▸ **Stored data entries**:
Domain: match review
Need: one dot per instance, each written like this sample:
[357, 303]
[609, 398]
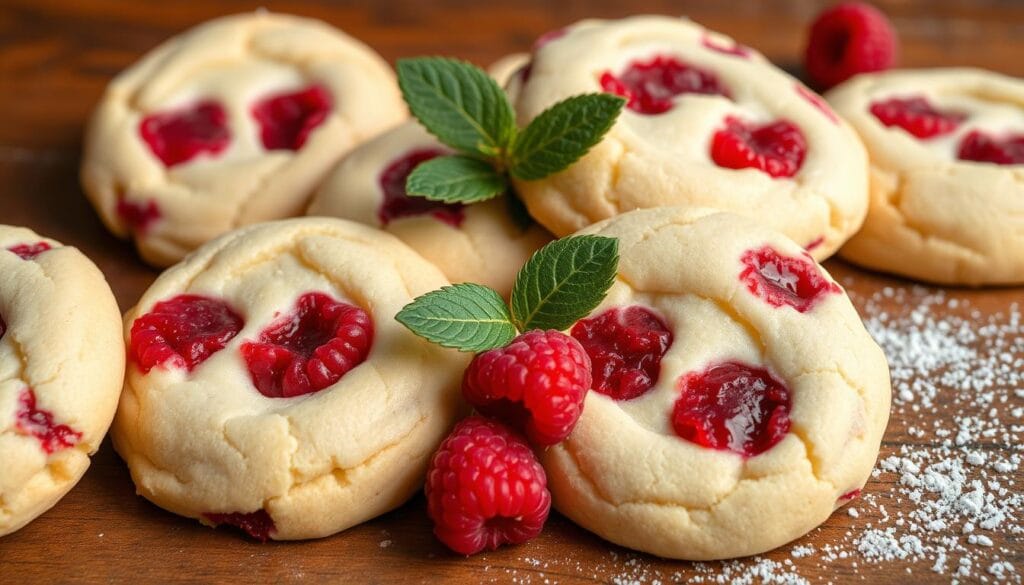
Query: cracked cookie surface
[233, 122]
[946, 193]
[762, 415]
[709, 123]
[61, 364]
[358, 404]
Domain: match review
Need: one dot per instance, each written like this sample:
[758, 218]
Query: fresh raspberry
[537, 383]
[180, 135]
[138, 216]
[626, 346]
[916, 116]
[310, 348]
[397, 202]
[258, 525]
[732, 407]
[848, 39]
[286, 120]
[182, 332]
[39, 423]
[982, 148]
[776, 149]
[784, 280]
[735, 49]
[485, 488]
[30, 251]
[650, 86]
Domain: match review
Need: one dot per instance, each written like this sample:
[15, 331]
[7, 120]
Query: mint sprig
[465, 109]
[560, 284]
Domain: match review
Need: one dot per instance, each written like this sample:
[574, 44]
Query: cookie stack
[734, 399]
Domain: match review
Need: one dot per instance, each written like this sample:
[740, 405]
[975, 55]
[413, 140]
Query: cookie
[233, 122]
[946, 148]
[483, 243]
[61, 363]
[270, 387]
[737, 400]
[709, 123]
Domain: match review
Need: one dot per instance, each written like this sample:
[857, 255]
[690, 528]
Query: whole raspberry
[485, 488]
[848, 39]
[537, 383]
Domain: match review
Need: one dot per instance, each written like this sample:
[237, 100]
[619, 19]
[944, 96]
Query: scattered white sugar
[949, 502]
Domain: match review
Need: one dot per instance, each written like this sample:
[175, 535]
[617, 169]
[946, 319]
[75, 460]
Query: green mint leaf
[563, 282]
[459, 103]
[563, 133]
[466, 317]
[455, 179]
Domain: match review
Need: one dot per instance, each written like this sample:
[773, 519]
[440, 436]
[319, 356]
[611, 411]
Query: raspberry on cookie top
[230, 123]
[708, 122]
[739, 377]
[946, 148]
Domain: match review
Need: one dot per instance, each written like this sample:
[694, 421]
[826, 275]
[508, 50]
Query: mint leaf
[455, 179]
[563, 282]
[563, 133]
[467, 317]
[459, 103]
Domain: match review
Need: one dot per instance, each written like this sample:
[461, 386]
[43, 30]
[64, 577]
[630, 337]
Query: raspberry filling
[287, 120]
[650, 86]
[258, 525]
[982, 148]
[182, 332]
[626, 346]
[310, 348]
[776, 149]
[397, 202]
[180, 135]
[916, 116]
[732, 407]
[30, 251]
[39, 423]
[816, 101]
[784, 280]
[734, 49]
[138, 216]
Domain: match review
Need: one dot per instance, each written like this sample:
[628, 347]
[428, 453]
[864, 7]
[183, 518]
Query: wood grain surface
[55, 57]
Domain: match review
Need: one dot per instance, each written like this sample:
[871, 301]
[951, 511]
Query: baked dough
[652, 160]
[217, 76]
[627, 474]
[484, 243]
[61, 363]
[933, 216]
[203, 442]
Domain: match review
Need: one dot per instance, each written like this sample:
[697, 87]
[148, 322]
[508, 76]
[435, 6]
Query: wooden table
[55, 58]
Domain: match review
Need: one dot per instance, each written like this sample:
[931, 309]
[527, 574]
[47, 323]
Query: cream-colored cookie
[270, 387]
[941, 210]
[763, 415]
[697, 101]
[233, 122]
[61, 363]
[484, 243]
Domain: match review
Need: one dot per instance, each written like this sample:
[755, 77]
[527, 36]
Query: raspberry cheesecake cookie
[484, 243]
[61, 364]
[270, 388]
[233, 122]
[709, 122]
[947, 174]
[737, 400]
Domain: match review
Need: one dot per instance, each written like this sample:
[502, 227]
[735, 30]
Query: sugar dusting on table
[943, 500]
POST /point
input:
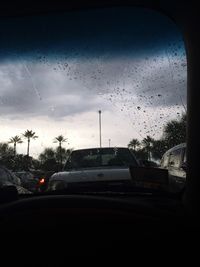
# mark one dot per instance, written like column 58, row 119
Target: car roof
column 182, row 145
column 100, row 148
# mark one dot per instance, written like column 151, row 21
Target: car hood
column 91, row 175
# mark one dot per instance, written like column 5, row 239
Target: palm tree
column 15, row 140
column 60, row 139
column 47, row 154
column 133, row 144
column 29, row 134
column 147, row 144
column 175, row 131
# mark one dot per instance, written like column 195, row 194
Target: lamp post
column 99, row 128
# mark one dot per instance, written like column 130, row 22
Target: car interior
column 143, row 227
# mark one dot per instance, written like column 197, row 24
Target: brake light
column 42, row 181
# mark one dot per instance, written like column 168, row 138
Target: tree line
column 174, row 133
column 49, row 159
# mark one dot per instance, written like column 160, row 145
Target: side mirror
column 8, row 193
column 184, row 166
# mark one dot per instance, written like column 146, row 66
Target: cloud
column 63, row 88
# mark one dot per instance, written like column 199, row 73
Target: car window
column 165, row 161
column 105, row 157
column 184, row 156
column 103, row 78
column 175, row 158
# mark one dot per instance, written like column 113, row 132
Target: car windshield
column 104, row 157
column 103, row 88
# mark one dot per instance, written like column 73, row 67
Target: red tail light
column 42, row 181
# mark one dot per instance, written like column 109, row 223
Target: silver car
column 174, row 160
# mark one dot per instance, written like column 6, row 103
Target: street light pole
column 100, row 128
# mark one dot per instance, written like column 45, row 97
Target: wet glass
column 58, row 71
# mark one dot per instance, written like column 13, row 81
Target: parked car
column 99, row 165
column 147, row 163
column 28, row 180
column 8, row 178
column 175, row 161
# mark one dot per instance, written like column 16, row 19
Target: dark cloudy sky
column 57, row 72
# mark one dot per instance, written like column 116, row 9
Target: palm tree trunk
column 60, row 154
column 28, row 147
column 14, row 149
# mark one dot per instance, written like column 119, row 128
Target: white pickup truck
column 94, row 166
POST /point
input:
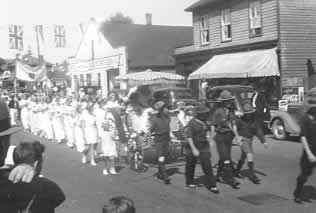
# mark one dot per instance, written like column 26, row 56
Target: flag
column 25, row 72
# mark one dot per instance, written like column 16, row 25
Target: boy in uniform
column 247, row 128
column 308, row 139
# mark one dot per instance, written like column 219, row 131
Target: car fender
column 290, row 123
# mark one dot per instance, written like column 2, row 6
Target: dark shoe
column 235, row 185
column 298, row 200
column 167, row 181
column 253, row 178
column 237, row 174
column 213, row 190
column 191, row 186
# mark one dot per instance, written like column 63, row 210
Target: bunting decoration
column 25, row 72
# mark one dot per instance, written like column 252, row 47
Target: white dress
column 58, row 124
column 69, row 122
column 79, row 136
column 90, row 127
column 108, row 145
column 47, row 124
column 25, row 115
...
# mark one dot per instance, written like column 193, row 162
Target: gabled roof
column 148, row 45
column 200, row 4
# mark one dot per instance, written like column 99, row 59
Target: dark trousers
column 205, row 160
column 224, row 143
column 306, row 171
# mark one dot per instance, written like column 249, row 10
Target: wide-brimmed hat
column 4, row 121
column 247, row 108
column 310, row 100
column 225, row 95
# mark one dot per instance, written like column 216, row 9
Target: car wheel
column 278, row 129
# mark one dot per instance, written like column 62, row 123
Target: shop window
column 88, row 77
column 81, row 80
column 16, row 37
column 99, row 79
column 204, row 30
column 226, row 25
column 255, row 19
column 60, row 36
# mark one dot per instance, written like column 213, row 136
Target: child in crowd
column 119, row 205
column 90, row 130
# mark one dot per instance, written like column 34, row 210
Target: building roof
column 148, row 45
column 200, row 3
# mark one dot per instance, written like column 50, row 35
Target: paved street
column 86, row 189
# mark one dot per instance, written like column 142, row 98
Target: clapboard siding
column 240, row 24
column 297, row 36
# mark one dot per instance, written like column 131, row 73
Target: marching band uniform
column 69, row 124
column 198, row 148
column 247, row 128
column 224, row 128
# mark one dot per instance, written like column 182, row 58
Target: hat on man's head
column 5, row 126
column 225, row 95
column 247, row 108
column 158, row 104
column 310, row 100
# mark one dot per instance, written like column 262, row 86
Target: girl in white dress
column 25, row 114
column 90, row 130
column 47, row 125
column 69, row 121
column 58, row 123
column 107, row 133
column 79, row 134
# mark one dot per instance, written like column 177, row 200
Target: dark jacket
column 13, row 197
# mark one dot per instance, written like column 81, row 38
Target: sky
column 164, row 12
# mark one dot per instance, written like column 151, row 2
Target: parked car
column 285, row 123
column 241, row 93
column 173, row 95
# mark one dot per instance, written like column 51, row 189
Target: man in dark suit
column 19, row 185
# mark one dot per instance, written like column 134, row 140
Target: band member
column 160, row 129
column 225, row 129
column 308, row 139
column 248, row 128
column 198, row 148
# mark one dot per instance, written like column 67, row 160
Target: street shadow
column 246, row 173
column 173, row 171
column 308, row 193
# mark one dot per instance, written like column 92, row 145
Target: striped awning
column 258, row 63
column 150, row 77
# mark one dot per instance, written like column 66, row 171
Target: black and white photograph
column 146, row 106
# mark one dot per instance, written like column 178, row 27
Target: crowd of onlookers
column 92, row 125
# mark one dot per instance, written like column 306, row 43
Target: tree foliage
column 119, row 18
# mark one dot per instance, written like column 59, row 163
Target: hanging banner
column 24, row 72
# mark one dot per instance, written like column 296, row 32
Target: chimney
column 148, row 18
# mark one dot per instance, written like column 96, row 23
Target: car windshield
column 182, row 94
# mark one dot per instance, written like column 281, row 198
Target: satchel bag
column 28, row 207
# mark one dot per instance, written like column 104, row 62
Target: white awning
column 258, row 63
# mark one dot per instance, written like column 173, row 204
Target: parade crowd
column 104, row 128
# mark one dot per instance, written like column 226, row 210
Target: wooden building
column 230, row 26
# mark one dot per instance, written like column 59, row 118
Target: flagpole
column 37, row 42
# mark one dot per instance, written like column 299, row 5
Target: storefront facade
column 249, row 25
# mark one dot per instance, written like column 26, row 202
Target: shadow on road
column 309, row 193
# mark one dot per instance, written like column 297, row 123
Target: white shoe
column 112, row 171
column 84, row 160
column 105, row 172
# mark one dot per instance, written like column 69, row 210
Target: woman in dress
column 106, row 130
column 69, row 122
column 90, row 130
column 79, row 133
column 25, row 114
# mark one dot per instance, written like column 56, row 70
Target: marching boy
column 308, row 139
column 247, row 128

▸ **Work to complete**:
Every line above from the line with "Target: car roof" to the line with "# mark one dot per instance, written like column 195, row", both included, must be reproduced exactly, and no other line may appear.

▸ **Completed exercise**:
Target: car roof
column 182, row 145
column 100, row 148
# mark one dot per instance, written like column 151, row 21
Target: car hood
column 91, row 175
# mark one dot per instance, written like column 5, row 239
Target: palm tree
column 15, row 140
column 60, row 139
column 47, row 154
column 133, row 144
column 29, row 134
column 147, row 144
column 175, row 131
# mark one dot per instance, written like column 195, row 194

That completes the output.